◆ Exercise
Whenever the string "kitchen" turns up in a line below, that line should be copied.

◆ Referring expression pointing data
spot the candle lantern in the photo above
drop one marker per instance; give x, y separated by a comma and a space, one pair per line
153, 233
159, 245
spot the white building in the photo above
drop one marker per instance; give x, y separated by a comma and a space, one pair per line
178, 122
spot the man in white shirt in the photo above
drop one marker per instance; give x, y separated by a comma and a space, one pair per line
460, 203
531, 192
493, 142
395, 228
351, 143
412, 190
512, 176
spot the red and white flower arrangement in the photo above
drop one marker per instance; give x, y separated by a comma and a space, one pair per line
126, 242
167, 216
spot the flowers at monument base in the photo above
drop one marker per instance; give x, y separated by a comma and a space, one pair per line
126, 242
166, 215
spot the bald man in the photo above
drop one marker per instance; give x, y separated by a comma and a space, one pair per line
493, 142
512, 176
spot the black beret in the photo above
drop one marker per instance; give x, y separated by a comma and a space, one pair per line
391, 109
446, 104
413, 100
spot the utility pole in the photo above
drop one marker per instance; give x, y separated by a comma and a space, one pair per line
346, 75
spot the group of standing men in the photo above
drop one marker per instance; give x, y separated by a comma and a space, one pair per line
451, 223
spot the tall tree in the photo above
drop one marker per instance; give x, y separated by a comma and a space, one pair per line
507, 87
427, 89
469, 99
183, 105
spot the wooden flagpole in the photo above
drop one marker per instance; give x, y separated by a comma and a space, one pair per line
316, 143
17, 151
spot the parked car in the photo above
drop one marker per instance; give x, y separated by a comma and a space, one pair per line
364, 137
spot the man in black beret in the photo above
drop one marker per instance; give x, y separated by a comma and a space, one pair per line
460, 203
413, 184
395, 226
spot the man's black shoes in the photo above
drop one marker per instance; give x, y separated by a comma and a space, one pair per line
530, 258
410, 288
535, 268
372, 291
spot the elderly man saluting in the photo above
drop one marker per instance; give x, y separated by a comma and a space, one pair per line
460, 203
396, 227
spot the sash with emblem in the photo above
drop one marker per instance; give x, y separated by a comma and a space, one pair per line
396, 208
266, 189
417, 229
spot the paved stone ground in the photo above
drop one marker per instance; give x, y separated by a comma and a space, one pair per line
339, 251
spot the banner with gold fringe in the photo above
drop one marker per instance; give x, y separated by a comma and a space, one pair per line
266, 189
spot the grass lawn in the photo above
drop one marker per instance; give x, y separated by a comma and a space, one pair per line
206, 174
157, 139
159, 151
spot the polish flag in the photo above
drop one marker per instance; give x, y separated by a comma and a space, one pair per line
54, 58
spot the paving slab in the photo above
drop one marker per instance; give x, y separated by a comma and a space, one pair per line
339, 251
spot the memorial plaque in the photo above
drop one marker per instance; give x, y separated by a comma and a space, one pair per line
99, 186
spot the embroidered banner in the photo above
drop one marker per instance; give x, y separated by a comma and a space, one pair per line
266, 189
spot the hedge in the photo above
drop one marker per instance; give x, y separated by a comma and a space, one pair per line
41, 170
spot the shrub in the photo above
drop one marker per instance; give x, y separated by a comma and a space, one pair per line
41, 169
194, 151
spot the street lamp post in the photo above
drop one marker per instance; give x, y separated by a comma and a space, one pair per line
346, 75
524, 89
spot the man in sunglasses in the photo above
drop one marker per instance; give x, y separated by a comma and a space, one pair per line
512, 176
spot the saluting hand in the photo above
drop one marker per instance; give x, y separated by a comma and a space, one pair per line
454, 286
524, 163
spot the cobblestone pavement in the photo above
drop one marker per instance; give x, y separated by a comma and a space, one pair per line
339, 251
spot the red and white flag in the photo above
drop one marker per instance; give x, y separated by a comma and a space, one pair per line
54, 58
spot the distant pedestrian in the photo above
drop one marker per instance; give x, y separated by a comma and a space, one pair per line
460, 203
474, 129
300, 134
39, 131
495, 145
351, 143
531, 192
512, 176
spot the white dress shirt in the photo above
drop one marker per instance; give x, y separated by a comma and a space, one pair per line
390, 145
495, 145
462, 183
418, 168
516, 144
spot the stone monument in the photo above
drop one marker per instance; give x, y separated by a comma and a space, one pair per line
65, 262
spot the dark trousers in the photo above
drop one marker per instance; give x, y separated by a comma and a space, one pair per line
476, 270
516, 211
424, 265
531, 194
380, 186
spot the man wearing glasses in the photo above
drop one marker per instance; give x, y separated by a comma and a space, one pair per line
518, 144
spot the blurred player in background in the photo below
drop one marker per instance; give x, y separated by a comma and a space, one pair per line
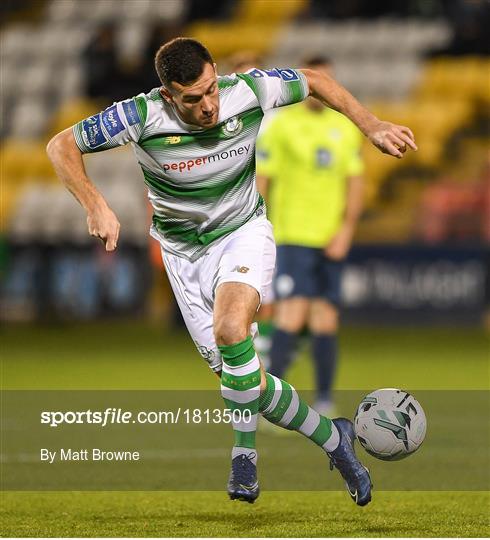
194, 138
313, 186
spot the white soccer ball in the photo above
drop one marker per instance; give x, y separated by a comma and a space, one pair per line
390, 424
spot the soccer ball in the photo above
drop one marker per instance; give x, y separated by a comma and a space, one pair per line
390, 424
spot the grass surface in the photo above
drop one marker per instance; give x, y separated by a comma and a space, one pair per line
134, 356
293, 514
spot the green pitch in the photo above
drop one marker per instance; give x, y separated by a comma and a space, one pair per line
135, 356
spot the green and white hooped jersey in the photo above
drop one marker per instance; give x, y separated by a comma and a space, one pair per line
201, 182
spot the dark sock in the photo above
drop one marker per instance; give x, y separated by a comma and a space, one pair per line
282, 351
325, 357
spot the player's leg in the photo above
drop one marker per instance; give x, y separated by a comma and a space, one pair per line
323, 325
292, 288
234, 310
244, 270
290, 317
280, 404
263, 340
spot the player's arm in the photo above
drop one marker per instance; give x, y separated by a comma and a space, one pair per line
389, 138
339, 246
67, 161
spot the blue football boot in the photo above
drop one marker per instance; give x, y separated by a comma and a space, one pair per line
344, 459
243, 484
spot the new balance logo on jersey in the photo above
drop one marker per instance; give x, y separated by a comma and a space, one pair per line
241, 269
233, 126
182, 166
284, 74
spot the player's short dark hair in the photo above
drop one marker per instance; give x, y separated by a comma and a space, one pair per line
181, 60
316, 60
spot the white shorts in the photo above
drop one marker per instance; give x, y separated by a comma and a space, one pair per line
247, 255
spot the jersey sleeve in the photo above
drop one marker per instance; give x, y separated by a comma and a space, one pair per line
119, 124
267, 150
276, 87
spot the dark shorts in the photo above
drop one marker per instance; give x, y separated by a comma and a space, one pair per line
305, 271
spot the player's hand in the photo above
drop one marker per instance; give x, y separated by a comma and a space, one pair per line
103, 223
392, 139
338, 248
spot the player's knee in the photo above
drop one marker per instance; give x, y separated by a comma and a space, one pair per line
324, 321
228, 331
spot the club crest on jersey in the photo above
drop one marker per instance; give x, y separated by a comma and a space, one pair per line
233, 126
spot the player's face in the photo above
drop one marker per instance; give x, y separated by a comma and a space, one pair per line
197, 103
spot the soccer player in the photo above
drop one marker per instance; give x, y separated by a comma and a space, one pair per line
313, 186
194, 138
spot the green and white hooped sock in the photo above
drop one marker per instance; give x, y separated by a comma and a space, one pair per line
281, 405
240, 388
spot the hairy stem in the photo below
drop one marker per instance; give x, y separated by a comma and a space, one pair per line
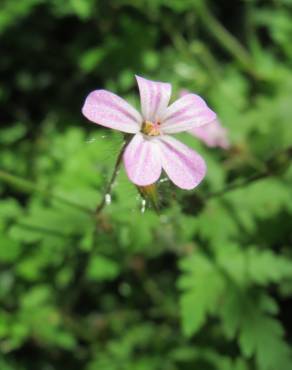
112, 180
278, 164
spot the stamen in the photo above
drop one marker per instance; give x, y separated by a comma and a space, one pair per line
151, 129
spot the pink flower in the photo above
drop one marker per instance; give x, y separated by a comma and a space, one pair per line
151, 149
213, 134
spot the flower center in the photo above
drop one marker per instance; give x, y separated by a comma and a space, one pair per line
150, 128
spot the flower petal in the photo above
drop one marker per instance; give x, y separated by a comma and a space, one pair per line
109, 110
186, 113
154, 98
142, 160
183, 166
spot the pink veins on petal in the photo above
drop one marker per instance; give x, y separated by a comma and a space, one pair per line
152, 149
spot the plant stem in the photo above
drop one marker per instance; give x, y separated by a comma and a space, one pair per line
29, 187
111, 182
278, 164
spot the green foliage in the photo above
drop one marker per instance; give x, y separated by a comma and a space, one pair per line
207, 283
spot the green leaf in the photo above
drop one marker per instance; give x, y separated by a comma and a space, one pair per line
102, 268
201, 286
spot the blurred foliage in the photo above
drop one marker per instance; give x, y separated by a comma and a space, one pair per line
207, 284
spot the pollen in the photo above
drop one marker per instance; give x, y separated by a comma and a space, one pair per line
151, 129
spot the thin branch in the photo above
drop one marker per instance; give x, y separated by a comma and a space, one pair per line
275, 165
112, 180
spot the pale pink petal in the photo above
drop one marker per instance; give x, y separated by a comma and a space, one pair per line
109, 110
186, 113
183, 166
142, 160
154, 98
212, 134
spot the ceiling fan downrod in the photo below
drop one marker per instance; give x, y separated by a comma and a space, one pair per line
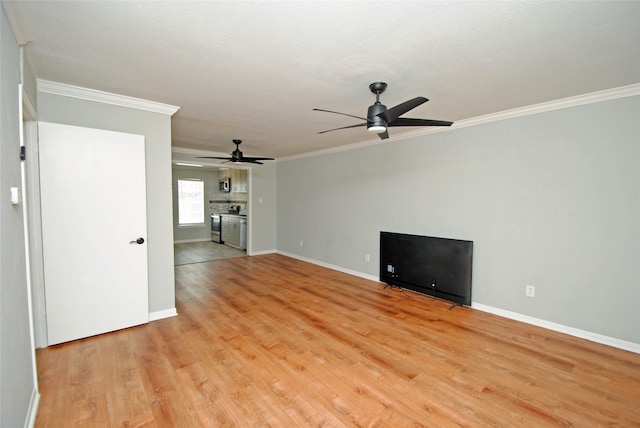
374, 122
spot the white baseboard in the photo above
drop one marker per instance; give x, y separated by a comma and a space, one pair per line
260, 253
583, 334
167, 313
188, 241
33, 409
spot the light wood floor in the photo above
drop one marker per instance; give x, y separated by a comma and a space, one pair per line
272, 341
198, 252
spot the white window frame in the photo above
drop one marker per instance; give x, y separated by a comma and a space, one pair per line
193, 201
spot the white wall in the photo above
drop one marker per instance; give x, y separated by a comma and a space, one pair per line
550, 199
18, 392
156, 128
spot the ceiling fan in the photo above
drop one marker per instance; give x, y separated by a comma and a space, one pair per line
379, 118
237, 156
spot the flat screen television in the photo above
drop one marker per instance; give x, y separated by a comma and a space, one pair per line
439, 267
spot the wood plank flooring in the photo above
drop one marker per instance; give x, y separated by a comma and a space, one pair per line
272, 341
206, 251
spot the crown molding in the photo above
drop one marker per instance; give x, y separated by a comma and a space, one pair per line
593, 97
65, 90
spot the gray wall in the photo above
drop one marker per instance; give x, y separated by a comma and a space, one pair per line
262, 208
156, 128
551, 200
17, 383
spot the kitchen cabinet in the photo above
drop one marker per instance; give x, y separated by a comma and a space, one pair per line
239, 181
231, 230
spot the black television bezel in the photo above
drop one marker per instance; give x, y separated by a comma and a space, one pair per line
452, 282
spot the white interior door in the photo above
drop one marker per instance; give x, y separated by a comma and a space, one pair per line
93, 202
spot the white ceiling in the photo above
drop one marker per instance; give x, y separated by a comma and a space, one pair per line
255, 70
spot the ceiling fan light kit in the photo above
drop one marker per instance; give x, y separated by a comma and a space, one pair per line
237, 156
379, 118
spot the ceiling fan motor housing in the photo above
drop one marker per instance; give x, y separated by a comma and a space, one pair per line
373, 120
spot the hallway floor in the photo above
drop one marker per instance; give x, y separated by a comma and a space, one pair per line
198, 252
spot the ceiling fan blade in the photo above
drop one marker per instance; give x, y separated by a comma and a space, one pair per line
251, 158
383, 135
344, 127
337, 112
213, 157
393, 113
405, 121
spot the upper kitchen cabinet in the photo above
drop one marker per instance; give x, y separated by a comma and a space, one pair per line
239, 181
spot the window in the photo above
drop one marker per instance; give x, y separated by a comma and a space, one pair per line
190, 202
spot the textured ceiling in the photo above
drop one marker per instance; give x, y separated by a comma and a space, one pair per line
255, 70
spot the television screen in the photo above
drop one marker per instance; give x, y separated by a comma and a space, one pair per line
439, 267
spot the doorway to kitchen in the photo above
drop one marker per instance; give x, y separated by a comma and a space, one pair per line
198, 252
193, 238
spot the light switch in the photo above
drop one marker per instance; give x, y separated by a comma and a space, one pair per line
15, 196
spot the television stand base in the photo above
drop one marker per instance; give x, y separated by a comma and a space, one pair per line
392, 286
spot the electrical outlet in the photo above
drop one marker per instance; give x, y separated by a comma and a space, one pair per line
530, 291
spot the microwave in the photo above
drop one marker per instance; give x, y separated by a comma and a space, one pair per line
225, 185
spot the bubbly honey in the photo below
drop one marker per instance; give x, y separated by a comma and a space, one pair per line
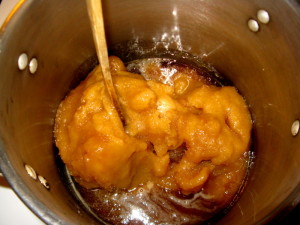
181, 156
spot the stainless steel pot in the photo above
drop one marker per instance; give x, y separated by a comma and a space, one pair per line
264, 66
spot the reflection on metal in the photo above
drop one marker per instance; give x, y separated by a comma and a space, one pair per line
263, 16
295, 127
253, 25
33, 65
31, 172
22, 61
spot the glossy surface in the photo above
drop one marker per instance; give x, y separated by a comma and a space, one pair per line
264, 66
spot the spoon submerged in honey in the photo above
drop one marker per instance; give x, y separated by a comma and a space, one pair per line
94, 8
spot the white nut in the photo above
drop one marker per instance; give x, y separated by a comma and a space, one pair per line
22, 61
33, 65
295, 127
31, 172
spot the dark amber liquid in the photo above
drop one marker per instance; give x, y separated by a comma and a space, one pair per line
152, 204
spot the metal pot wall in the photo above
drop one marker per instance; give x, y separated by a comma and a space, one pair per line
263, 65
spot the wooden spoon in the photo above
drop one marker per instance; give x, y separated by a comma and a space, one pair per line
96, 18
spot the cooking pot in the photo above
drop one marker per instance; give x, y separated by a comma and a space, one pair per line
46, 47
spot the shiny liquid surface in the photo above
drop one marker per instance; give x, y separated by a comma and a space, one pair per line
153, 203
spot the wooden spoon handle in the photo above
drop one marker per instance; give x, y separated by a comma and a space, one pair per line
96, 17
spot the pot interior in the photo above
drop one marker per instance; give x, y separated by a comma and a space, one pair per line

◆ Reply to the task
spot the kitchen cabinet in the photo above
spot the upper kitchen cabinet in the photo above
spot the doorway to kitchen in the photo above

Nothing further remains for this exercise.